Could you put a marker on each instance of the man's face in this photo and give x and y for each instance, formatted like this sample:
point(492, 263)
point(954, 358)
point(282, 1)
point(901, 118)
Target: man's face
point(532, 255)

====================

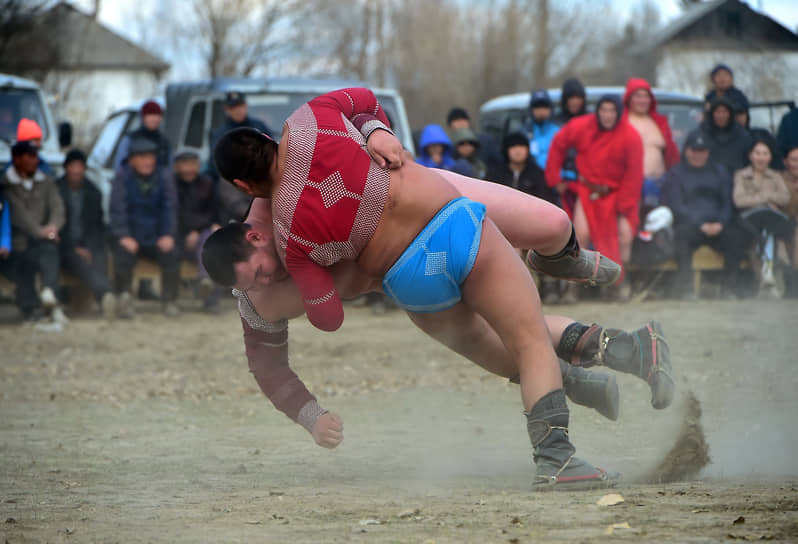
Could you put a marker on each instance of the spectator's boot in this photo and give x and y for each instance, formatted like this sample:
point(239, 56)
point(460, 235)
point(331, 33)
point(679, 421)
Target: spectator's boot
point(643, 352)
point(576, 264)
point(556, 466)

====================

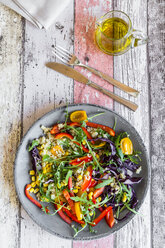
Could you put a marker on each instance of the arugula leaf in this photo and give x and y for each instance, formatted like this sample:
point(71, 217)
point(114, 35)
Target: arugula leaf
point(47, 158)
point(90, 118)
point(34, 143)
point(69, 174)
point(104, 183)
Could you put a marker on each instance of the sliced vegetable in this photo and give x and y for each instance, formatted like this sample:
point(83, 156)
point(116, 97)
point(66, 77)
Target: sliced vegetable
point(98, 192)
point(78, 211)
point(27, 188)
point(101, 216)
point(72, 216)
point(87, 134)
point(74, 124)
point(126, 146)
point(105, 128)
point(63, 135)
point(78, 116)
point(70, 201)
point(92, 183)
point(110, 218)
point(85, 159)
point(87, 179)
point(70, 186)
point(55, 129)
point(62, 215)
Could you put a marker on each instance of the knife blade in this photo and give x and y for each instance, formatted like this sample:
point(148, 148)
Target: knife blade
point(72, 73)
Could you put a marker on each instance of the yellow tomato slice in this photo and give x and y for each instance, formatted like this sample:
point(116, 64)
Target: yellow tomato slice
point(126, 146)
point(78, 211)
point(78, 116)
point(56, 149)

====================

Rewrite only the part of the records that opens with the line containing "Could you put a marker on each instance of the knife" and closes with the line containing "point(72, 73)", both lines included. Keep the requests and their format samples unchanged, and scale each answer coordinate by 0.35, rounding to whole numbers with halves rounded up.

Could you put a marker on each instance of the knife blade in this photo and give x and y for each instance, formatted like this sample:
point(148, 148)
Target: knife blade
point(25, 26)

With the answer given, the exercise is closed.